I was fortunate enough to have parents who cared. I was also fortunate enough to grow up in a house with books in every nook and cranny. We all read a lot. I was fed up with the rote method of learning arithmetic. My dad showed me the beauty inherent in numbers, by teaching me the basics of calculus. He also taught me about progressions- arithmetic, geometric, exponential, and logarithmic. He taught me about primes, irrational numbers, and imaginary numbers. To play with them, I had to learn arithmetic. I had trouble showing my work, because I tended to do most of my calculations in my head. I was always accused of cheating, because the answer was usually right.
Book reports were a nightmare. A lot of the time, my teachers had never heard of the book I was reporting on, because at home we had a lot of lesser known books by famous authors. I was interested in leading an artistic life: writing, painting and making music. That dream was crushed in 1957, when the Russians launched Sputnik.
- - - - - - -
▶ REQUIRED TASKS
1 > From the account of growing up in a house full of books, list the kinds of progressions the dad taught.
2 > Extend the account of growing up in a house full of books, picking up after its final sentence about the launch of Sputnik.

▶ DATA EXTRACT
- - - - - - -
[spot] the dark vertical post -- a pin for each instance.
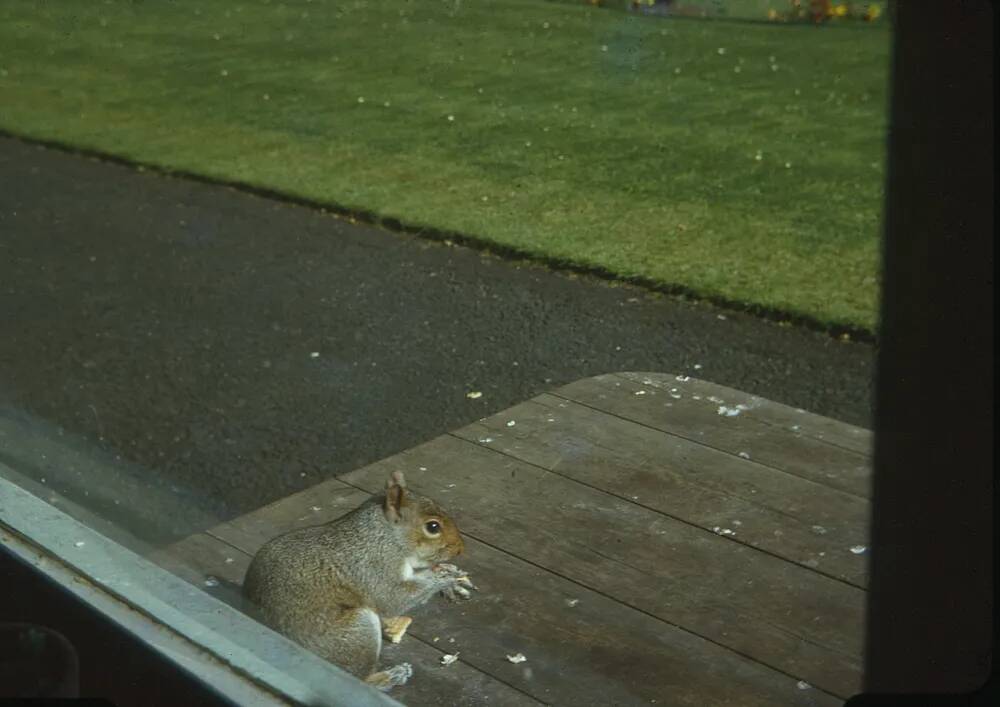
- - - - - - -
▶ TASK ANSWERS
1 > Arithmetic, geometric, exponential, and logarithmic.

2 >
Sixteen of us, the brightest and most mathematically talented in my class, were herded into scientific endeavors. Of the sixteen that were chosen because of their exceptionally high I.Q.s, there is a veterinarian, an interpreter at the U.N., a social worker, a school teacher/ housewife, a dentist, and a fellow who went to Canada and built a logging company from scratch. I lost track of the rest. I ended up as a technician, working on every thing from lawnmowers to mainframe computers. I have sold artwork, filled coffeehouses with people, and entertained at a rock festival. I just finished my first novel.
Last year, I found the source of all this restlessness, and the feeling that something wasn't quite right. It is called Attention Deficit Hyperactivity Disorder (ADHD). My son has it, too. He is going to a tech school, because the traditional education model has nothing to offer him.
The public school system was designed to perpetuate itself. It does that very well. What it also does, is crush fragile spirits, by forcing them into some kind of universal mold. It took me thirty years to get past the pain of not fitting into a place that I really shouldn't have been in at all. My son has dyslexia, on top of ADHD. He has me for a parent, so he'll be ok. I taught him from an early age that a strong work ethic and honesty are more important than anything. If you have honesty and an ability to work hard, you have every thing you need. Everything else is picked up on the journey.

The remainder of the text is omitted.